> Work to be completed
Return exactly the lines of the records below, starting at the line that contains "Exercise. Spot the blue pool" and ending at the line that contains "Exercise. Spot the blue sky", with both of those lines kept.

(Stored items)
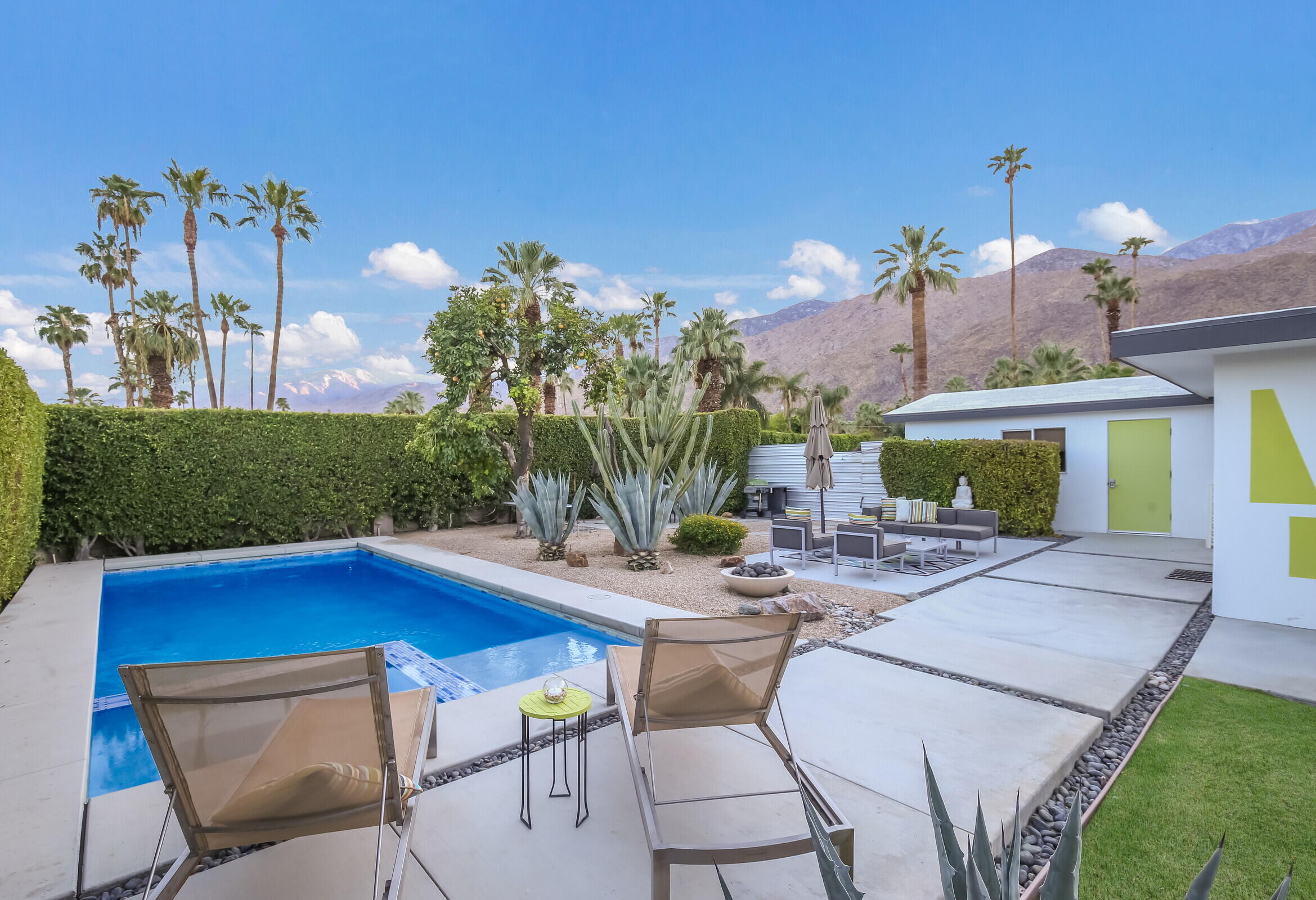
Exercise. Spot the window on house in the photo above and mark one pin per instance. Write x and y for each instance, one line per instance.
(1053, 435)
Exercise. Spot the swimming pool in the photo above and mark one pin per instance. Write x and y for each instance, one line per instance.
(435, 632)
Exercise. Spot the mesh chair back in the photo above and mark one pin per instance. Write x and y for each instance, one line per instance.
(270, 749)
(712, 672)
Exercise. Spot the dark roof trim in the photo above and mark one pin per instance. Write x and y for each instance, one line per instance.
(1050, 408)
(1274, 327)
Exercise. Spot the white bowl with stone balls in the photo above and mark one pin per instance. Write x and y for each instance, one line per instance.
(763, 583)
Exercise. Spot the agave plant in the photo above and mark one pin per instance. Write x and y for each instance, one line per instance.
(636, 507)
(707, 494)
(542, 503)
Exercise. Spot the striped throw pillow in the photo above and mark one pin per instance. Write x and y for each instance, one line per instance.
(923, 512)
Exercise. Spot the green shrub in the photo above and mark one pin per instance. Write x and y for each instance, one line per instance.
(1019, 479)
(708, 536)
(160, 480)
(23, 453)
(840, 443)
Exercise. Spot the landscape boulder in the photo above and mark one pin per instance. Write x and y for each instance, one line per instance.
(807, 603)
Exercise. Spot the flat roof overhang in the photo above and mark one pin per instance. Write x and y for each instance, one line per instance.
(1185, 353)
...
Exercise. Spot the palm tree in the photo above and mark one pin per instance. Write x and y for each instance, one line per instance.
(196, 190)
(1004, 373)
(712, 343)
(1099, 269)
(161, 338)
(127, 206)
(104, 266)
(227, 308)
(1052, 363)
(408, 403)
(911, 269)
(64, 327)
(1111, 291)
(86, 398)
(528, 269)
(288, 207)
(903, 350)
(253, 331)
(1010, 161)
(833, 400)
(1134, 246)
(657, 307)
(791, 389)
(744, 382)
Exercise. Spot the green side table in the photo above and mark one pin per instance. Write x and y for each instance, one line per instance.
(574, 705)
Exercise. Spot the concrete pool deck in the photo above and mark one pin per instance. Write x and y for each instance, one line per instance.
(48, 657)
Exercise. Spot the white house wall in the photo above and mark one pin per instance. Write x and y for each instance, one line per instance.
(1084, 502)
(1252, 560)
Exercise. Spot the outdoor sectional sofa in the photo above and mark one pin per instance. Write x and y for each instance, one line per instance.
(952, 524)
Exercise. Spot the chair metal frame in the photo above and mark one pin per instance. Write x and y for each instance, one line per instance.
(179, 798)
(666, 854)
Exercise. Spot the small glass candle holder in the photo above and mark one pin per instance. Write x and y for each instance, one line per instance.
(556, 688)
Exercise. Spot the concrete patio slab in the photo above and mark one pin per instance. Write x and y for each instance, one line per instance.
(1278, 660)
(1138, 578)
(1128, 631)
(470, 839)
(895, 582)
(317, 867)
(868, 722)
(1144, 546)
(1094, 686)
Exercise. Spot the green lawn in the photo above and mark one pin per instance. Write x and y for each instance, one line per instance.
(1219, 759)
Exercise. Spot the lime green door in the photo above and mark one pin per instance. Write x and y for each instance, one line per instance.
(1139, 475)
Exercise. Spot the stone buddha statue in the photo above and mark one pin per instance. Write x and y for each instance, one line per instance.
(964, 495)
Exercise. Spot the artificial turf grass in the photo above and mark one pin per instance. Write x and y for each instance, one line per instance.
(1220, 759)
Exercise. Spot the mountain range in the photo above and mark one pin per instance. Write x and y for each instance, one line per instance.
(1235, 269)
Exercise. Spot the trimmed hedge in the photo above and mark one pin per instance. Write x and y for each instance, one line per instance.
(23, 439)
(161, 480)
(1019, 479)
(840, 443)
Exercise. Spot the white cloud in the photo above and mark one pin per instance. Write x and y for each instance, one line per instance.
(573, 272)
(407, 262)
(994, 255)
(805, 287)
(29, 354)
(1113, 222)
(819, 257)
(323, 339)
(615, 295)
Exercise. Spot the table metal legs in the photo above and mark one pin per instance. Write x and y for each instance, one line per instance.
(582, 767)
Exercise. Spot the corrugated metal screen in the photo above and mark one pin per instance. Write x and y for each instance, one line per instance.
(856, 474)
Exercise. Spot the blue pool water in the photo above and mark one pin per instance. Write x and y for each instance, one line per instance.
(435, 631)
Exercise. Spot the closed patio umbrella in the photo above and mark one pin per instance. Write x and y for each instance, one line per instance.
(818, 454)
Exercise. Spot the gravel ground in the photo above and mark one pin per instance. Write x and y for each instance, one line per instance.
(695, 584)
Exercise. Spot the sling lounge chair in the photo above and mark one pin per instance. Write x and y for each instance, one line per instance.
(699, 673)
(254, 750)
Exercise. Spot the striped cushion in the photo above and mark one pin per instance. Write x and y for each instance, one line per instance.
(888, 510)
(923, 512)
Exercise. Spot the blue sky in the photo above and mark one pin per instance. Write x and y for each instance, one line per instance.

> Response to the exercise
Exercise. Spot the blue pool water in the photo above and mark one pin per instance. Write x and y for each instance, one line per instance.
(435, 631)
Exercise. Spot the closed patio umbrella in the photo above and mark one pin per instance. Write x and y for each instance, one line per instance.
(818, 454)
Exercise. Spot the gravel ground in the photo above and mark one pin per instance. Write x and y for each instance, one line per instance.
(695, 584)
Exercise. Spot the sling lounge chair in the photo above and mark one pin per instance. Write x and y for each instance, one line per instance.
(699, 673)
(254, 750)
Exercise. Spot the striped cushion in the photo above and mark one pin per instance. Write x and y for each instance, one line per instance.
(888, 510)
(923, 512)
Exercise. Spot the blue sky in the photo above and mark one pin per instance. Write x and y for each instance, one line per instance.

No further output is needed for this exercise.